Metin bölümü:
·····

Emsal Mahkeme Kararı İzmir Bölge Adliye Mahkemesi 11. Hukuk Dairesi 2022/333 E. 2022/522 K. 25.03.2022 T.

Görüntülediğiniz mahkeme kararı henüz kesinleşmemiştir. Yararlı olması amacıyla eklenmiştir.

T.C.
İZMİR
BÖLGE ADLİYE MAHKEMESİ
11. HUKUK DAİRESİ

DOSYA NO : 2022/333
KARAR NO : 2022/522

T Ü R K M İ L L E T İ A D I N A
B Ö L G E A D L İ Y E M A H K E M E S İ K A R A R I

İNCELENEN KARARIN
MAHKEMESİ : İZMİR FİKRÎ VE SINAÎ HAKLAR HUKUK MAHKEMESİ
TARİHİ : 19.01.2022
NUMARASI : 2021/108 Esas
TALEBİN KONUSU : İhtiyati Tedbire İtiraz
KARAR TARİHİ : 25.03.2022
KARAR YAZIM TARİHİ : 25.03.2022

İzmir Fikri ve Sınai Haklar Hukuk Mahkemesinin 19.01.2022 tarih 2021/108 Esas sayılı ara kararın Dairemizce incelenmesi ihtiyati tedbire itiraz eden davalı vekili tarafından istenmiş ve istinaf dilekçesinin süresi içinde verildiği anlaşılmış olmakla, üye … tarafından düzenlenen rapor dinlenip, dosya içerisindeki tüm belgeler okunup, incelendi.

·····

Veri kümesi alıntıları:

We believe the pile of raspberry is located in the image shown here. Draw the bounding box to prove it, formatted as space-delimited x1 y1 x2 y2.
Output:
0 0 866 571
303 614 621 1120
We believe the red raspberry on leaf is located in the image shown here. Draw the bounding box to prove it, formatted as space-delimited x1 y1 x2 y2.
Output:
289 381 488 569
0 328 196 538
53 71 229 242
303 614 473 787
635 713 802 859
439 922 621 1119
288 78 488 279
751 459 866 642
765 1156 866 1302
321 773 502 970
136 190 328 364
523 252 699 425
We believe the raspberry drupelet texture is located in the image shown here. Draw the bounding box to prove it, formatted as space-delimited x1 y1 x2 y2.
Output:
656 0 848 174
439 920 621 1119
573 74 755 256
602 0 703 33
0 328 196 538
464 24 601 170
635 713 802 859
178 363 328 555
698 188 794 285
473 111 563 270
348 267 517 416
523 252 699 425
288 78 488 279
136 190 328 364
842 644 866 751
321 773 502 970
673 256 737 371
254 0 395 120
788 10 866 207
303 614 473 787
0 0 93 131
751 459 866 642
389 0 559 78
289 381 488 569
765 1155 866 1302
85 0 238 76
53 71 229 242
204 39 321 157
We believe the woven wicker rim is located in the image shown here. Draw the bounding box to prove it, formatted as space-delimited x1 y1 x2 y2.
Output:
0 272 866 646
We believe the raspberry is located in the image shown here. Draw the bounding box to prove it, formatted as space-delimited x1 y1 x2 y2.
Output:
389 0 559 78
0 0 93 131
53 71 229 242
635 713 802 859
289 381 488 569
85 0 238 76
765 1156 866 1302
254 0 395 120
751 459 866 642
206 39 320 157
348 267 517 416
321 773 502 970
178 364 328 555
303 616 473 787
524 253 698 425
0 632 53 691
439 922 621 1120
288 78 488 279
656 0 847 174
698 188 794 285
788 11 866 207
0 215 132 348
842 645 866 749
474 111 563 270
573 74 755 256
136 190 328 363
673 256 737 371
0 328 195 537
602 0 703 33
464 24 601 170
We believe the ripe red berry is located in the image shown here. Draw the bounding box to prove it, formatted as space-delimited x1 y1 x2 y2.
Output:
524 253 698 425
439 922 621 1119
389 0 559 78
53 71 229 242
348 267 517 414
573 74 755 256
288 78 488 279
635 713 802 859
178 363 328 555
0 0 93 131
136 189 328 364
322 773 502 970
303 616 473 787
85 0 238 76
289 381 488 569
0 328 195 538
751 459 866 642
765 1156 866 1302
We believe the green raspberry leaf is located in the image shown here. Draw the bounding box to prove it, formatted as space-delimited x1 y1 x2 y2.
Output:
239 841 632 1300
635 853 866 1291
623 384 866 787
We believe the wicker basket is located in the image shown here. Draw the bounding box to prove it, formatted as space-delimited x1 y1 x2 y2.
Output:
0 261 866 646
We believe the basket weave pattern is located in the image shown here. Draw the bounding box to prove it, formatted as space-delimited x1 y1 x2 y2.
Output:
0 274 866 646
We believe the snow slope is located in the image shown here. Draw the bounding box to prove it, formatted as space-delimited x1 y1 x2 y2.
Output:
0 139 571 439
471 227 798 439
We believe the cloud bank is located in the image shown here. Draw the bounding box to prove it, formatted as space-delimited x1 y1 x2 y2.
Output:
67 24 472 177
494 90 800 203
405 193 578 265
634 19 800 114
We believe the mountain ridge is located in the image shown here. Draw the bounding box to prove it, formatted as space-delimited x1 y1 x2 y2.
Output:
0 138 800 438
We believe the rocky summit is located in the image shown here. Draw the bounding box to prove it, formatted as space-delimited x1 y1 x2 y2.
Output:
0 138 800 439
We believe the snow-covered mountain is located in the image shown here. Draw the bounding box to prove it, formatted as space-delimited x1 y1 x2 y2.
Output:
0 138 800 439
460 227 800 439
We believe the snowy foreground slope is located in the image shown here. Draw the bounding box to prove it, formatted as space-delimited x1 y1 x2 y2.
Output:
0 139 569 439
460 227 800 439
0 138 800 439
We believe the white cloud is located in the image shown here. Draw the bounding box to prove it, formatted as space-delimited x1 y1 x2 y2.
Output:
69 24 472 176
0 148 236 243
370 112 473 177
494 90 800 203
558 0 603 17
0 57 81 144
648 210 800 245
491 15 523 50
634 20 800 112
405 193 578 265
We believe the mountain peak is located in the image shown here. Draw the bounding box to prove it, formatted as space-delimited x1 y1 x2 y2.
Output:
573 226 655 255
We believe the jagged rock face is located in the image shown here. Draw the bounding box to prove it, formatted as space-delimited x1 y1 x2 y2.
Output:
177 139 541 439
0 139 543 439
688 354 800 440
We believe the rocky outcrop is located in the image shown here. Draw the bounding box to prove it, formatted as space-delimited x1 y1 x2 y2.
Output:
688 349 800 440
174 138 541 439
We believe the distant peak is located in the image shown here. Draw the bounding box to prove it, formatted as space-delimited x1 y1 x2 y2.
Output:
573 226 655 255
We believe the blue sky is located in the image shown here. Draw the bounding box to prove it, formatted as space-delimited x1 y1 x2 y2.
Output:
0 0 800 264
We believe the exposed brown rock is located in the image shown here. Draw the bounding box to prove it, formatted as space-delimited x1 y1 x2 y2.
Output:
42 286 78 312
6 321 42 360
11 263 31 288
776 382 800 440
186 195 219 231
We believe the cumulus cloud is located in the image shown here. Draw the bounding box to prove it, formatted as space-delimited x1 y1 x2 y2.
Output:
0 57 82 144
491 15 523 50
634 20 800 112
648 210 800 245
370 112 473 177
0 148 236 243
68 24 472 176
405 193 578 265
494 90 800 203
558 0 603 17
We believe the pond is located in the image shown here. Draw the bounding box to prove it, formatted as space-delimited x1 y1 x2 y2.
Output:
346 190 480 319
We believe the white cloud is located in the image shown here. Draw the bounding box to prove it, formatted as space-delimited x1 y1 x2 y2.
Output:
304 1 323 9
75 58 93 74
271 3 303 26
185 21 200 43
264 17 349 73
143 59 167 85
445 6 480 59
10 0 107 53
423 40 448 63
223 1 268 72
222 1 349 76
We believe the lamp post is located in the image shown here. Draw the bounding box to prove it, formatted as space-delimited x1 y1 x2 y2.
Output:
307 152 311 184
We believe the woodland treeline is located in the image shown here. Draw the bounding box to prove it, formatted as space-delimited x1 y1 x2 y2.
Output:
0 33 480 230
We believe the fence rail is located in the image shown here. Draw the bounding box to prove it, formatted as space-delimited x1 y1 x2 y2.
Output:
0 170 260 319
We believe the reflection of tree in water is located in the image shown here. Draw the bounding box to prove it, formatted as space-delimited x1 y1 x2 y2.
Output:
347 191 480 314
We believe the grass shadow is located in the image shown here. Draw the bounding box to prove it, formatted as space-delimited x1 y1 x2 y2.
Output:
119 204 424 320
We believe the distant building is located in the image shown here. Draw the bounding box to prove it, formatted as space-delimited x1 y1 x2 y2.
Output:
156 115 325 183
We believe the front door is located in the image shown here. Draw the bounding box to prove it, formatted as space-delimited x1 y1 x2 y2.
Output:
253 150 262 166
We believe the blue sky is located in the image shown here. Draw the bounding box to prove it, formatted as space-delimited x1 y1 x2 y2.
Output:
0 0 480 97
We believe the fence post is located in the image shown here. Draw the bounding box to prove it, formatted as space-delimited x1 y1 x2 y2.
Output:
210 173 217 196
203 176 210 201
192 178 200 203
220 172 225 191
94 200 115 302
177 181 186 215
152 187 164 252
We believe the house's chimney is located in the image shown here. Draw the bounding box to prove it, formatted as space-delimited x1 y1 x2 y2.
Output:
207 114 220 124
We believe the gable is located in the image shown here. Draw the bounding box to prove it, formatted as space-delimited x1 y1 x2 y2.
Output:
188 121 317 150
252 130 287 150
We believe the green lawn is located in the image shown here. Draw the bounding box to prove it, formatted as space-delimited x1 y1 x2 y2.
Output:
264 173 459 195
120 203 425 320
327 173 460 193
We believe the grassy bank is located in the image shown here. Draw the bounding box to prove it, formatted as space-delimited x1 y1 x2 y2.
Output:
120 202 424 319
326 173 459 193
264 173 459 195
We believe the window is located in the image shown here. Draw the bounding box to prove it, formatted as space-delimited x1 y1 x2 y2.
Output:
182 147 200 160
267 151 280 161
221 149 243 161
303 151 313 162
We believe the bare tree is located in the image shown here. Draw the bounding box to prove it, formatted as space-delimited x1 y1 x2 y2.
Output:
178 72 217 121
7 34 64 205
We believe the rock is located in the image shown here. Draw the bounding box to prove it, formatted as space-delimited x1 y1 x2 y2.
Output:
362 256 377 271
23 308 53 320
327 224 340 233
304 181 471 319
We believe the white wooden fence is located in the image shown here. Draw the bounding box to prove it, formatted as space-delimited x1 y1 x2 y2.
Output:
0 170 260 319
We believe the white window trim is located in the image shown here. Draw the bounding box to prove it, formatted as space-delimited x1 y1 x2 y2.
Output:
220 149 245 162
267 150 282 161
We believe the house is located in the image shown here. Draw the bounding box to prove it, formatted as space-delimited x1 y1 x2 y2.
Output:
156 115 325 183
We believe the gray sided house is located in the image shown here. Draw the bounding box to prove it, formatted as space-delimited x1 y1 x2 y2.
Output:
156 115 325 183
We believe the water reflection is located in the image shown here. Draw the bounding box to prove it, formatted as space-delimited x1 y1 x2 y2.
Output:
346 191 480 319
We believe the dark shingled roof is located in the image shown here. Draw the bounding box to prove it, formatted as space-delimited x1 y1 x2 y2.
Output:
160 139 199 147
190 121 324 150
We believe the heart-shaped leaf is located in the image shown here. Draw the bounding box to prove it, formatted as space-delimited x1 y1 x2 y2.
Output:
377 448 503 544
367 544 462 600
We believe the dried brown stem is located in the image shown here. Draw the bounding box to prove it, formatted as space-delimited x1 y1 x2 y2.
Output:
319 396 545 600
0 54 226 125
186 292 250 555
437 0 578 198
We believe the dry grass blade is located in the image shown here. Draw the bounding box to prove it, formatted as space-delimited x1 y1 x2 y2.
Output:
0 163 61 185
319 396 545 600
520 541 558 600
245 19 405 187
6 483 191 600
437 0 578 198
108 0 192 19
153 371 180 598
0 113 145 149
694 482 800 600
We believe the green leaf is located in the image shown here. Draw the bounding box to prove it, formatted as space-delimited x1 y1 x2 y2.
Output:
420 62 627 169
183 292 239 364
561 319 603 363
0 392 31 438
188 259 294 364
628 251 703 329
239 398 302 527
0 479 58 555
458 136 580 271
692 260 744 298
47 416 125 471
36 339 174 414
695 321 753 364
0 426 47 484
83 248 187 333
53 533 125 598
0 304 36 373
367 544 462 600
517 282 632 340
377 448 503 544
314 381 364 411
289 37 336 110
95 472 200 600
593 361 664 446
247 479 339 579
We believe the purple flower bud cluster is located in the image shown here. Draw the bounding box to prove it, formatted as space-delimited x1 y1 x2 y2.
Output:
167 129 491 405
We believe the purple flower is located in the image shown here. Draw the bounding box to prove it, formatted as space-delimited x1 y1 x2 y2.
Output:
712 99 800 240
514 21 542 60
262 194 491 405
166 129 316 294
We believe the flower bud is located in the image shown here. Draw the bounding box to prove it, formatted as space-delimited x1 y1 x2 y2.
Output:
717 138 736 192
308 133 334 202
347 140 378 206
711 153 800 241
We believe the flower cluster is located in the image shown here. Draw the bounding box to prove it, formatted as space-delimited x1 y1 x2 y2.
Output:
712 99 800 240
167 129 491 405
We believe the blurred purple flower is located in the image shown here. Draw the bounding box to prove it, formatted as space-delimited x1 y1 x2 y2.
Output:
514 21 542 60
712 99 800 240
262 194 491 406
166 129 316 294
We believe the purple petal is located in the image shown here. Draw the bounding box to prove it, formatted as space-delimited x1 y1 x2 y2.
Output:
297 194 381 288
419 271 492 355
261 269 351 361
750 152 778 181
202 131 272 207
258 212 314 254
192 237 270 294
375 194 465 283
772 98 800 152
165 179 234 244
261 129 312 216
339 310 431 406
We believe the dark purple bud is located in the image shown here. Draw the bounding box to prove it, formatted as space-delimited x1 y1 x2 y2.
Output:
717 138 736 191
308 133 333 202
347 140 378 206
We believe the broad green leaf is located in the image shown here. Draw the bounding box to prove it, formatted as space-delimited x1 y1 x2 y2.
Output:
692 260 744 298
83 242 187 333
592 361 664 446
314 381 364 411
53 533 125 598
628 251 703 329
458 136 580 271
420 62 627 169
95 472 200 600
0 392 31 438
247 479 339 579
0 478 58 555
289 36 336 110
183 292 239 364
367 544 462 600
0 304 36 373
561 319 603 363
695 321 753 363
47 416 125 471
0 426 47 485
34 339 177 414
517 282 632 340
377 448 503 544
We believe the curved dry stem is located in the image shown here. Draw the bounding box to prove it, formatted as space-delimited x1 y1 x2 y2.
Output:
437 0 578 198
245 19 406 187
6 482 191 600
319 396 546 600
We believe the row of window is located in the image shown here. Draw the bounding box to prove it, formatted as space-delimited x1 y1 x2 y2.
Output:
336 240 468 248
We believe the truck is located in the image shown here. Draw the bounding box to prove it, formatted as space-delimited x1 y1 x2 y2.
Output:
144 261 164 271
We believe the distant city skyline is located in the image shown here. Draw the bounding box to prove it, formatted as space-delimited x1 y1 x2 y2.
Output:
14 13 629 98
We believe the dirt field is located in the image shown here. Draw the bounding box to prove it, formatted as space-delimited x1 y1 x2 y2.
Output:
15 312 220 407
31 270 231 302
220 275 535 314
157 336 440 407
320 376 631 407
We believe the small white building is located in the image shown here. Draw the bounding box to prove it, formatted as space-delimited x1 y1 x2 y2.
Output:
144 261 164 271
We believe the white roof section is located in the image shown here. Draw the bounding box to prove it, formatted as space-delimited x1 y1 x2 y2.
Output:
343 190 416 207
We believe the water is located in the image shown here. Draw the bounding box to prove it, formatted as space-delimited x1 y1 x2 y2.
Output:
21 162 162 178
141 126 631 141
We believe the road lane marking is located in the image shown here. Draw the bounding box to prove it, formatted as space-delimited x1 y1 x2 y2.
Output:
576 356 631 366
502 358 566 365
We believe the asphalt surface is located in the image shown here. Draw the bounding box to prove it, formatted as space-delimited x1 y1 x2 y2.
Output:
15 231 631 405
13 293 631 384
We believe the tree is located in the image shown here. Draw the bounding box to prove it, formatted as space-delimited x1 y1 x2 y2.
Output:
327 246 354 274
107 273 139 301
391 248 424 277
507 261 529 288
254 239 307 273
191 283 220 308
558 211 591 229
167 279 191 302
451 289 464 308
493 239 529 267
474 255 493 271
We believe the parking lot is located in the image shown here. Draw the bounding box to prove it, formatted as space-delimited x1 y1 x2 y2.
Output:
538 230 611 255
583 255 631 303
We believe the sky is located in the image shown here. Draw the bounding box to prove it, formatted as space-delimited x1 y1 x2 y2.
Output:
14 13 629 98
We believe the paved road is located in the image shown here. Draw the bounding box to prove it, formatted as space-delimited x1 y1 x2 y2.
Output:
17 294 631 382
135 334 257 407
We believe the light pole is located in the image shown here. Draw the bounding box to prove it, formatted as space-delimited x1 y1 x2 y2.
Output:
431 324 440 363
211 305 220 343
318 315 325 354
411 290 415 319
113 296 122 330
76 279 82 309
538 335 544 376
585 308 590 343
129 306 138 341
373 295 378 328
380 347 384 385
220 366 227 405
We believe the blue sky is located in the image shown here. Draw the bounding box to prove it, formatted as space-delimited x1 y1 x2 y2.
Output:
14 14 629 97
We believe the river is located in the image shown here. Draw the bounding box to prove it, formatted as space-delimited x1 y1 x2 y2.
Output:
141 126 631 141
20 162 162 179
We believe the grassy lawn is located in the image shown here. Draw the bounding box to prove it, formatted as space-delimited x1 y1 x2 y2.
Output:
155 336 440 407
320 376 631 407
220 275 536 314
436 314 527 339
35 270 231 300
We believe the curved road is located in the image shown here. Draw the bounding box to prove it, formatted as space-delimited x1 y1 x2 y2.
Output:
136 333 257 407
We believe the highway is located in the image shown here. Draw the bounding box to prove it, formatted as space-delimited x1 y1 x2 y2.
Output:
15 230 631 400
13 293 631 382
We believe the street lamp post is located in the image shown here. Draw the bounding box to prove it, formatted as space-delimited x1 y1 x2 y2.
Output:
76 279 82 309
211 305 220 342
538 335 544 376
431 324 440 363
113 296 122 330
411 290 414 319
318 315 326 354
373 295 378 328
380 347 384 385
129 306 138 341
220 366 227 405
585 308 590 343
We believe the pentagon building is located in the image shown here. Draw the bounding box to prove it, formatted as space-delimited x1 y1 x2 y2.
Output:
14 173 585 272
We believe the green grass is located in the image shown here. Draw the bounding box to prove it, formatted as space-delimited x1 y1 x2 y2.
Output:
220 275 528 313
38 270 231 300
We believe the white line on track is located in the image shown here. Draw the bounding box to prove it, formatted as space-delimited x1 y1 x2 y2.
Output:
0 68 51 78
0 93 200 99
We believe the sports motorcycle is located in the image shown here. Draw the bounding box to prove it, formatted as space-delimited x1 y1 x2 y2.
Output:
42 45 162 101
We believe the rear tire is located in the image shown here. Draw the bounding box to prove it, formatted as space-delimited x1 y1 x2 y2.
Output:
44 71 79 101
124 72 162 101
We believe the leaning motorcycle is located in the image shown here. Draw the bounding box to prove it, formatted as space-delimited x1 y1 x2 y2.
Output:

·····

Göreviniz:
Lütfen mahkeme kararına göre incelenen ara kararı hangi mahkemenin verdiğini yazın.

Çözüm:
İzmir Fikrî ve Sınaî Haklar Hukuk Mahkemesi.